Required work -
Repeat, please, exactly the lines from the one that has "of the green" through the end of the records below, with pictures dropped.

Saved entries
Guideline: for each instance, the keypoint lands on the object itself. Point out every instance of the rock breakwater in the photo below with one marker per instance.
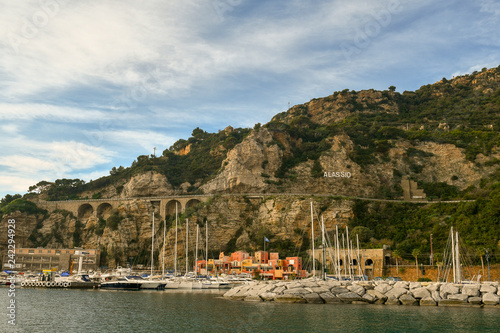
(369, 292)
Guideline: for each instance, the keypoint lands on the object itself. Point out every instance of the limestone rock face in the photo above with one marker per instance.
(147, 184)
(246, 163)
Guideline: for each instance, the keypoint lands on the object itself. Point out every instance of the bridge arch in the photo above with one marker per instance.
(85, 211)
(192, 203)
(171, 207)
(104, 210)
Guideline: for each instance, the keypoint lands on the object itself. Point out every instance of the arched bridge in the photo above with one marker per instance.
(102, 207)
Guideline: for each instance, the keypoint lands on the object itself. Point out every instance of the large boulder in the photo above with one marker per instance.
(268, 296)
(448, 289)
(289, 298)
(396, 292)
(370, 298)
(392, 301)
(453, 302)
(488, 288)
(436, 296)
(461, 297)
(350, 297)
(383, 288)
(402, 284)
(433, 286)
(313, 298)
(428, 301)
(415, 285)
(475, 300)
(357, 289)
(339, 290)
(381, 298)
(328, 297)
(471, 290)
(420, 293)
(296, 291)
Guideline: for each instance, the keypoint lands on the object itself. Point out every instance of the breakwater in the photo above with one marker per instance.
(370, 292)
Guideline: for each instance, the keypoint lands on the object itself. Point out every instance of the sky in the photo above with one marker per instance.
(88, 85)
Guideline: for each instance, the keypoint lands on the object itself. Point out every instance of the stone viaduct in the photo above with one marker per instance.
(102, 207)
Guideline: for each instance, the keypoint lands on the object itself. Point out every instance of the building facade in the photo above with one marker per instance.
(39, 259)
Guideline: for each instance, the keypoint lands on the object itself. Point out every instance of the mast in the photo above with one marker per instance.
(206, 249)
(457, 258)
(337, 250)
(152, 243)
(187, 245)
(349, 254)
(453, 256)
(312, 236)
(164, 230)
(357, 255)
(175, 247)
(324, 246)
(343, 251)
(196, 255)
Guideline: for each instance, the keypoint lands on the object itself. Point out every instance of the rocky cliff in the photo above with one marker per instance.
(444, 137)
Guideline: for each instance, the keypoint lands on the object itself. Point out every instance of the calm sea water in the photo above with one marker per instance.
(54, 310)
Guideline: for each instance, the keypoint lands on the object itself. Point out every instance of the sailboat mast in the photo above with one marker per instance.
(324, 246)
(453, 256)
(196, 255)
(175, 247)
(187, 244)
(206, 249)
(312, 237)
(152, 241)
(164, 231)
(343, 251)
(349, 255)
(337, 250)
(457, 258)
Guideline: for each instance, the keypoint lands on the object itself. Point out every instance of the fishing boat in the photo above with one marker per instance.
(122, 283)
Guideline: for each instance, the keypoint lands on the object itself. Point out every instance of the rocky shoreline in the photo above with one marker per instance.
(486, 294)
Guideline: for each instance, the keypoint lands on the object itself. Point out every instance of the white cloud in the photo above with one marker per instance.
(34, 111)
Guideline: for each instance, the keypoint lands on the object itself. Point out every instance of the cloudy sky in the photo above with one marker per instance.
(87, 85)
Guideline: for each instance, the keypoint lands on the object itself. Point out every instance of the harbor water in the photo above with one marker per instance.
(71, 310)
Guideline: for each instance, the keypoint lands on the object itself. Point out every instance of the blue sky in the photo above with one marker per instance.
(88, 85)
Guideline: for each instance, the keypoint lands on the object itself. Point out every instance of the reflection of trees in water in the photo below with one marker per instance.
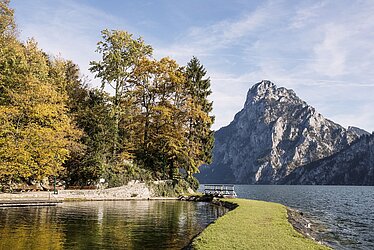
(97, 225)
(30, 228)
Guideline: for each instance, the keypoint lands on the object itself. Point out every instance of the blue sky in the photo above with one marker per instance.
(323, 50)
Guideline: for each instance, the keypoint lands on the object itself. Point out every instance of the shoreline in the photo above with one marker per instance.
(287, 229)
(294, 218)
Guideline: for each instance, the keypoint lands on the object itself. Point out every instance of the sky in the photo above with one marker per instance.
(323, 50)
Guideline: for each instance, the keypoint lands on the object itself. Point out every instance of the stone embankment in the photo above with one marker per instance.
(133, 190)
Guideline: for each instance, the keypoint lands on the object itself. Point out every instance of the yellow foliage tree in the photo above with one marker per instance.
(36, 134)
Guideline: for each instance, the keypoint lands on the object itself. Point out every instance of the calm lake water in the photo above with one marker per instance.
(345, 214)
(106, 225)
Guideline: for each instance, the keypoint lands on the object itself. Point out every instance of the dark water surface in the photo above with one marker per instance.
(345, 214)
(106, 225)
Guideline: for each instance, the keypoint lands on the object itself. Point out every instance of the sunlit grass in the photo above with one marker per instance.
(253, 225)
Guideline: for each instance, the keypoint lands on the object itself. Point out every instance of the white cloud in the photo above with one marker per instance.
(323, 50)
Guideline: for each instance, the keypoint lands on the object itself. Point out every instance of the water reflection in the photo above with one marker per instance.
(102, 225)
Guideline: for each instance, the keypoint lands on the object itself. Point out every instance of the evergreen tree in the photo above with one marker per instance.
(200, 135)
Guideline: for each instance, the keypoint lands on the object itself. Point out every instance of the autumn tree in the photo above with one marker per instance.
(120, 56)
(7, 24)
(36, 134)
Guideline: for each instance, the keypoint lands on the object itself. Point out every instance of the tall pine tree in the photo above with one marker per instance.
(200, 135)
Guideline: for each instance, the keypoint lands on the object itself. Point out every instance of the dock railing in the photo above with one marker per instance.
(224, 190)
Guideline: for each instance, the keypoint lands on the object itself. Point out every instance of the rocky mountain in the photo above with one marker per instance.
(353, 165)
(272, 135)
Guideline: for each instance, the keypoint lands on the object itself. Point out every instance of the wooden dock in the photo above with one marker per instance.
(220, 190)
(28, 203)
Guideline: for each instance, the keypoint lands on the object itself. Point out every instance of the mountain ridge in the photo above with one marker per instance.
(273, 134)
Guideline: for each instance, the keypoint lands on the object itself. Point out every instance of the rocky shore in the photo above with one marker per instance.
(133, 190)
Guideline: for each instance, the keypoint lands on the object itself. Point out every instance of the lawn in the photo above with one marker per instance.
(253, 225)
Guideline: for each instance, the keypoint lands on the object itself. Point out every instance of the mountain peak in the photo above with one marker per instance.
(272, 135)
(268, 90)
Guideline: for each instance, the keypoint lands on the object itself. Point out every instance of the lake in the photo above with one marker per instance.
(106, 225)
(344, 214)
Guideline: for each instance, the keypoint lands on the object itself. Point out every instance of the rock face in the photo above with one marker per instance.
(272, 135)
(353, 165)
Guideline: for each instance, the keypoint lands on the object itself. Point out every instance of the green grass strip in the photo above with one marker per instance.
(253, 225)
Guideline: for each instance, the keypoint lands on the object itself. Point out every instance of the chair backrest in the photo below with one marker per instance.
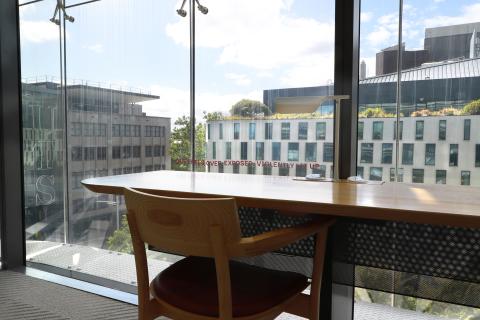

Response to the task -
Guideline: for each instance, the keypoint lands on the object itself. Point out every instance of the green grass strip in the photo above with one marker per instance.
(253, 225)
Guideline: for each instance, the keypoint lands on the object itself. Point out every instance of the chair backrest in the photo below with one marker per instance.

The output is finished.